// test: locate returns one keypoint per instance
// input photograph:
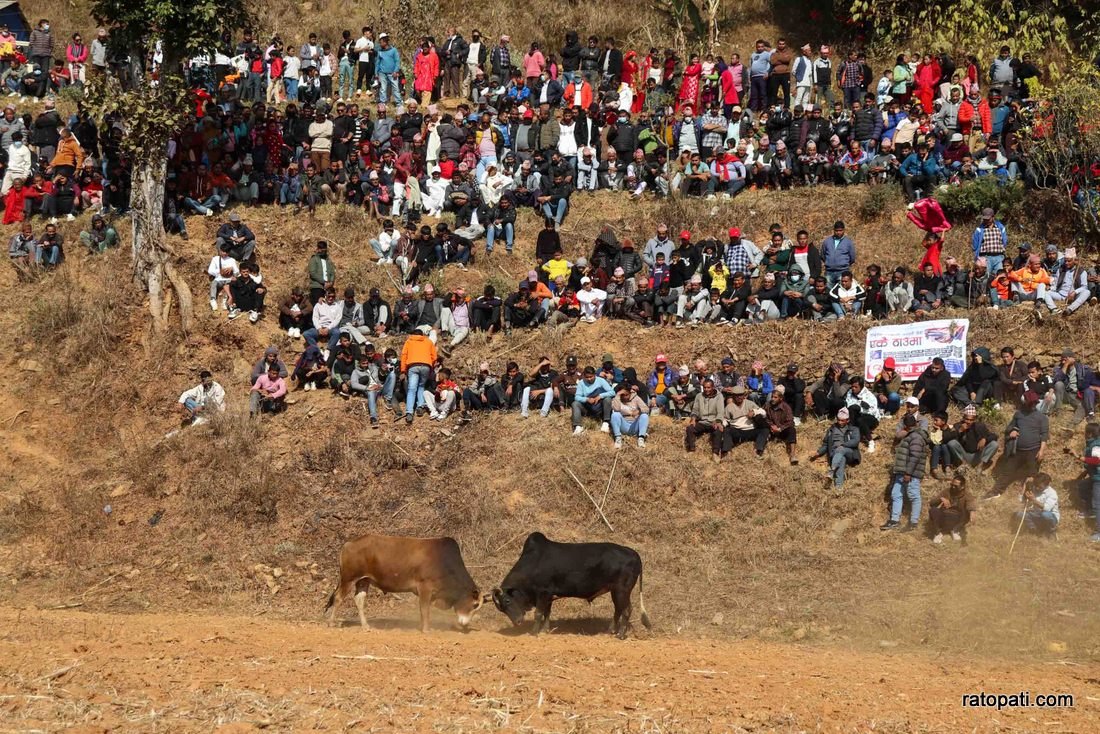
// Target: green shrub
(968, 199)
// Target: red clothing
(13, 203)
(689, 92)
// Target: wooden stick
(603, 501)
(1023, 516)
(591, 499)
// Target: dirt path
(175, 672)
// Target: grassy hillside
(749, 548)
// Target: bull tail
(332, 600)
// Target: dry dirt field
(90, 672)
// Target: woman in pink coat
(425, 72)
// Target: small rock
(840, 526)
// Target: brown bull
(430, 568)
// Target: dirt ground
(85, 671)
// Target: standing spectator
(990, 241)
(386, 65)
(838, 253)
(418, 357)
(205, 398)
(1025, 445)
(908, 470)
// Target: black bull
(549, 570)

*Task requirements*. Reproduce the listing above exactly, excluding all pictures.

*Exercise output*.
// test: locate returns one keypoint per instance
// input photograph:
// Target: green shrub
(968, 199)
// Target: red clothing
(13, 203)
(689, 92)
// Target: wooden stick
(603, 501)
(1023, 516)
(591, 499)
// Target: dirt path
(175, 672)
// Target: grassy hillside
(749, 548)
// Target: bull tail
(332, 600)
// Target: dry dirt field
(90, 672)
// Target: woman in pink coat
(425, 72)
// Target: small rock
(840, 526)
// Target: brown bull
(430, 568)
// Target: dirt ground
(85, 671)
// Target: standing spectator
(990, 241)
(386, 65)
(838, 253)
(418, 357)
(205, 398)
(1025, 445)
(908, 470)
// Target: black bull
(549, 570)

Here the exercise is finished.